_DOCUMENT EXCERPT_.
In separate projects, research teams based in Spain and Germany are using signal processing to help develop new ways of creating distortion-free brain imaging and detecting deceptively fake photographic images.

More than meets the eye

At Spain’s University of Malaga (UMA), researchers have developed an artificial intelligence (AI) method for enhancing brain images obtained via magnetic resonance imaging. The new model has the potential to increase image quality from low resolution (LR) to high resolution (HR), without distortion, by using a deep learning artificial neural network (NN)-a model that’s based on the functioning of the human brain. In fact, deep learning is based on very large NNs, a technology that has the capacity to learn at rates approaching brain-level complexity and abstraction, says Karl Thurnhofer-Hemsi, a project team researcher and study coauthor.

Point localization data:
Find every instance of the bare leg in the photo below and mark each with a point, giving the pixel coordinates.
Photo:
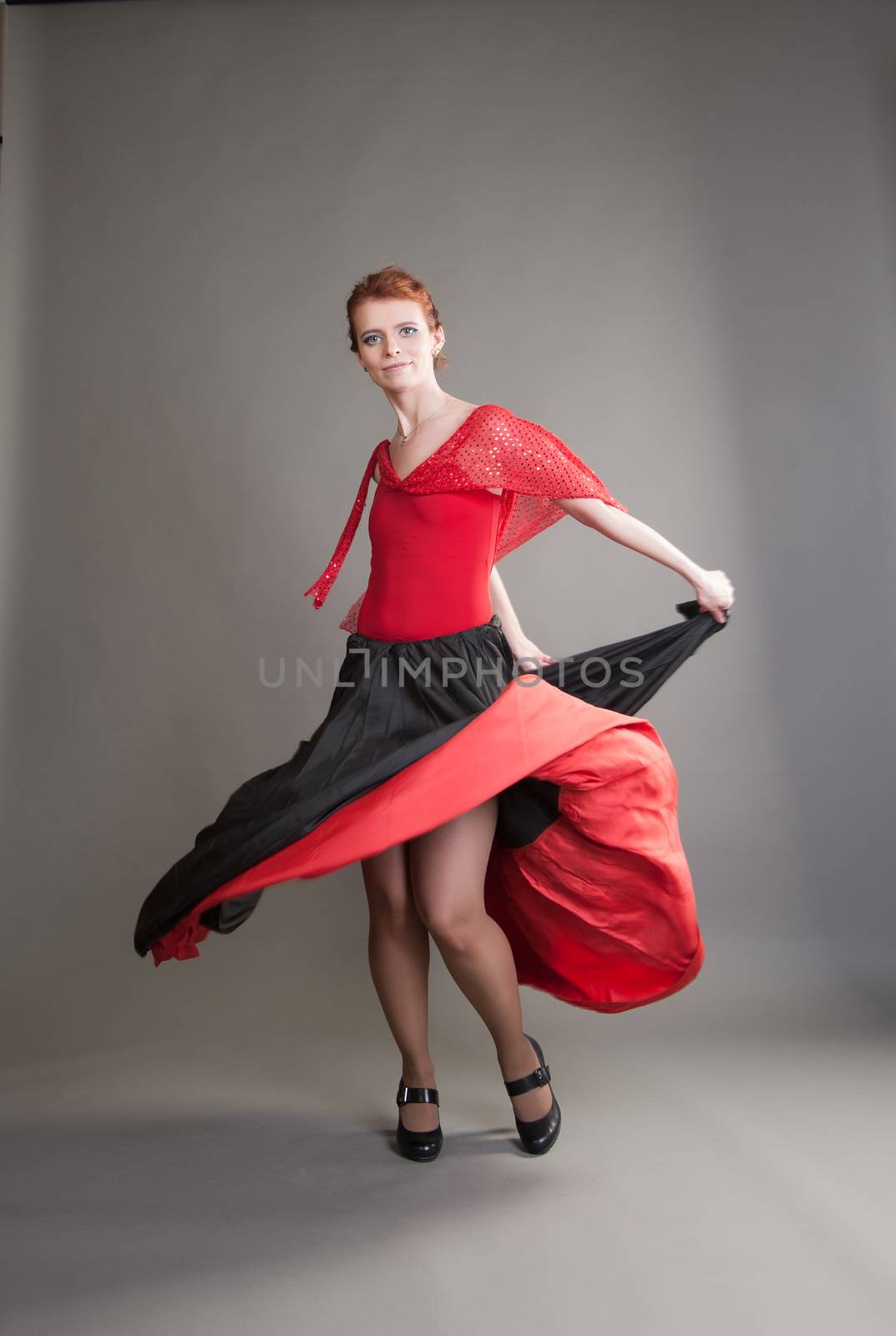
(398, 949)
(448, 878)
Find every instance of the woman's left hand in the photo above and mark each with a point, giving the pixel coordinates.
(525, 648)
(715, 594)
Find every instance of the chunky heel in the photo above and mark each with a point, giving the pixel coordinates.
(417, 1146)
(536, 1135)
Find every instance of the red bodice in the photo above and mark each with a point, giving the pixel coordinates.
(493, 448)
(430, 559)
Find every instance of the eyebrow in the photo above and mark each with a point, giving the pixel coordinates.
(397, 325)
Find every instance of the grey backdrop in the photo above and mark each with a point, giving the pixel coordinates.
(666, 231)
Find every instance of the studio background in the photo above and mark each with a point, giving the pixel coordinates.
(662, 230)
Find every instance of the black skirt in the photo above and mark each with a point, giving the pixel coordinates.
(586, 874)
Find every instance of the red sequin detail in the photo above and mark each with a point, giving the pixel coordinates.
(493, 448)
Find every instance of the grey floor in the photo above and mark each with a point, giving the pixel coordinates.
(722, 1168)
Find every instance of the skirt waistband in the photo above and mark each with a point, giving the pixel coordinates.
(492, 625)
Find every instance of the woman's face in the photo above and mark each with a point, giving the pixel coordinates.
(392, 333)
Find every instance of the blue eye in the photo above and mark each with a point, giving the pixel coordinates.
(369, 337)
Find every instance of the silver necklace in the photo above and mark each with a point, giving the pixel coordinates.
(406, 438)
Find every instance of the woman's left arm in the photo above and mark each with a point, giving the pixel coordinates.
(715, 591)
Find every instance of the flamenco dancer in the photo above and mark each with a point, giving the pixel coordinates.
(503, 802)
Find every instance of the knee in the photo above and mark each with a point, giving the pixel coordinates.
(453, 930)
(392, 908)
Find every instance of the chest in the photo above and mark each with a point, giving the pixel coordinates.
(433, 525)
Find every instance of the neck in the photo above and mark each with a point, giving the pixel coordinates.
(418, 404)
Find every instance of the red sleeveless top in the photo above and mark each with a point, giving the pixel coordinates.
(430, 560)
(437, 579)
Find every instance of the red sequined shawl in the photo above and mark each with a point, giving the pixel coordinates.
(493, 448)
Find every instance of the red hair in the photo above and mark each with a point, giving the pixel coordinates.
(387, 282)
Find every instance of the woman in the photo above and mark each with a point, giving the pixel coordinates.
(524, 821)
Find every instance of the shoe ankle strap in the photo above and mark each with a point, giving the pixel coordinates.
(417, 1095)
(541, 1075)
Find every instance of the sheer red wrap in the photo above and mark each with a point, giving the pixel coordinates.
(493, 448)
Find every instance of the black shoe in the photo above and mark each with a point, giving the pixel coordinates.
(417, 1146)
(537, 1135)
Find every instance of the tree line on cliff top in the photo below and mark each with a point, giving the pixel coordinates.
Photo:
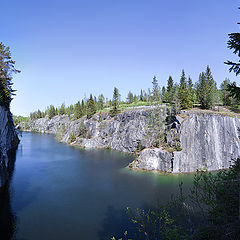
(183, 95)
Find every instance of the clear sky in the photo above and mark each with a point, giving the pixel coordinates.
(69, 49)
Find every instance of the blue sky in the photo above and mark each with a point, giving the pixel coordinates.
(69, 49)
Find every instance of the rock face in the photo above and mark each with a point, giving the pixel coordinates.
(208, 142)
(8, 143)
(199, 141)
(124, 132)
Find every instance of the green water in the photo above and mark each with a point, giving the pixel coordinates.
(61, 192)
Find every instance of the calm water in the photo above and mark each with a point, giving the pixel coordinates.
(61, 192)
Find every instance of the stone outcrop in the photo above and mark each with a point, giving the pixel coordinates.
(8, 143)
(195, 141)
(208, 141)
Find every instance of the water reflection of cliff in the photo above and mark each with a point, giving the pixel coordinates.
(7, 219)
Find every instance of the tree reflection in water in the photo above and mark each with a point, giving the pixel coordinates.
(7, 219)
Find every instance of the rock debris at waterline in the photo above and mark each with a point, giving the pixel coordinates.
(205, 141)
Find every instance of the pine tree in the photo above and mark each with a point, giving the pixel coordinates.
(78, 111)
(169, 94)
(115, 102)
(141, 97)
(155, 90)
(7, 69)
(130, 97)
(163, 94)
(184, 93)
(84, 110)
(51, 111)
(62, 110)
(206, 89)
(234, 44)
(91, 107)
(225, 93)
(101, 101)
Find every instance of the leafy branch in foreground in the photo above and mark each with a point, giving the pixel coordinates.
(209, 212)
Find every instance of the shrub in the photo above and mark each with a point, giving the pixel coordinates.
(71, 138)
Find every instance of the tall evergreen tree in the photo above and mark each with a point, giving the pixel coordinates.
(234, 44)
(130, 97)
(91, 107)
(184, 93)
(62, 109)
(101, 100)
(83, 105)
(169, 94)
(7, 69)
(115, 102)
(225, 93)
(155, 91)
(51, 111)
(206, 89)
(163, 94)
(78, 110)
(141, 97)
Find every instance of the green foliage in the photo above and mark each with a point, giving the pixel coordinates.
(7, 69)
(36, 115)
(234, 44)
(209, 212)
(115, 102)
(78, 113)
(155, 91)
(20, 119)
(101, 101)
(170, 91)
(225, 93)
(62, 109)
(82, 130)
(91, 107)
(206, 89)
(51, 111)
(185, 93)
(130, 98)
(72, 138)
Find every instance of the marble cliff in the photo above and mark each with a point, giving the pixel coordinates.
(183, 143)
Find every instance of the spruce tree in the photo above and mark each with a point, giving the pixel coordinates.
(51, 112)
(169, 94)
(211, 88)
(101, 101)
(184, 93)
(84, 110)
(91, 107)
(78, 111)
(234, 44)
(115, 102)
(141, 97)
(206, 89)
(130, 97)
(7, 69)
(225, 93)
(155, 91)
(62, 109)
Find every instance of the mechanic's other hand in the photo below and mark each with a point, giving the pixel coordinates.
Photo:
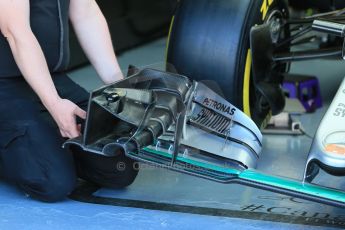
(64, 113)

_PROBLEMS TO SOLVE_.
a - According to the article on signal processing research, at which university did researchers develop the AI method for enhancing MRI brain images?
b - Using the article on signal processing research, explain why deep learning is described as having the capacity to learn at rates approaching brain-level complexity and abstraction.
c - Continue the article on signal processing research in brain imaging and fake-photo detection, starting after its last sentence.

_LIST OF ANSWERS_.
a - Spain's University of Malaga (UMA).

b - Deep learning is based on very large neural networks. Those networks are modeled on the functioning of the human brain, and that technology has the capacity to learn at rates approaching brain-level complexity and abstraction.

c -
Most importantly, the research has the potential to significantly enhance the overall quality of 3D magnetic resonance images (3D MRIs), observes Ezequiel López-Rubio, a professor of computer science and AI at UMA and the study coauthor. This is of considerable clinical importance for two reasons, he adds. “MRI acquisition devices require that the patient stays still for a long time while the image is acquired,” López-Rubio says. The higher the required image quality, the longer the patient must remain in the machine. “This is cumbersome for patients whose conditions make it difficult to undergo such tests, and it also reduces the number of tests that can be carried out by a machine,” he notes. “Any procedure like ours that increases the quality of the MRI after the image has been acquired helps relieve these inconveniences.”

The project’s ultimate focus is to offer a way to superresolve 3D MRIs. To reach this goal, the image’s spatial resolution is increased, allowing the level of detail to be significantly enhanced. The approach works on top of a base superresolution method called super-resolution convolutional neural network 3D (SRCNN3D), a deep CNN. Other types of deep learning NNs could also be used, López-Rubio says.